Michael Hale, London-based journalist for Sight and Sound, praised the filming techniques and the resulting effect. He argued that an image reminiscent of Greek mythology is evoked in Alex Honnold as the height and scale of El Capitan is captured. Film critic for the Globe and Mail John Doyle similarly praised the film, focusing on the “texture” of Free Solo. He specifically praised the tension and intensity when Honnold repeatedly risked death, along with the relatability of Honnold and his girlfriend. Similarly, journalist Sam Wollastan argued that Free Solo effectively captures an amazing athletic feat, the emotional development of Honnold, and the budding romance between Honnold and McCandless. The emotional development is further praised by The Times journalist Jane Mulkerrins, who remarks on the duality of the documentary as it examines the preparation and climb of Alex Honnold along with his relationship with girlfriend Sanni McCandless: “[Free Solo] captures the death-defying climb with vertigo-inducing camerawork. We see Honnold getting ready for the climb… At the same time, the armour of invincibility he's built up over the years fractures when he begins to fall in love with Sanni.”

Stated exercise a: Copy the rows exactly, covering the stretch from the line containing "[locate] mountain range" through the end of the rows.

Record excerpts:
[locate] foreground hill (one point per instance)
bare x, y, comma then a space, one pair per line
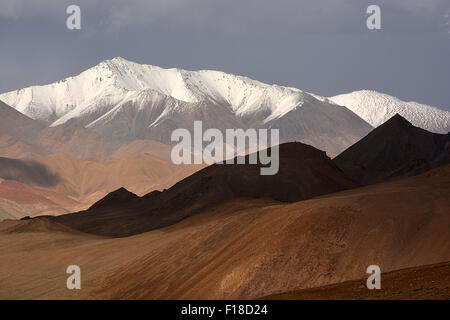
425, 282
304, 172
245, 248
396, 148
58, 183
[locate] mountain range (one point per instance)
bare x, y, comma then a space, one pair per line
119, 101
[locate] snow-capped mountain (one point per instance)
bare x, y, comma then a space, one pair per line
118, 81
376, 108
125, 100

Stated exercise b: Name every journalist or critic whose opinion is reported in the passage on the reception of Free Solo.

Final answer a:
[locate] mountain range (one point per instance)
bare x, y, comma then a space, one pair per line
119, 101
[locate] snow-capped mountain (one point per instance)
bare x, y, comma then a space, one pair per line
118, 81
376, 108
125, 100

Final answer b:
Michael Hale
John Doyle
Sam Wollastan
Jane Mulkerrins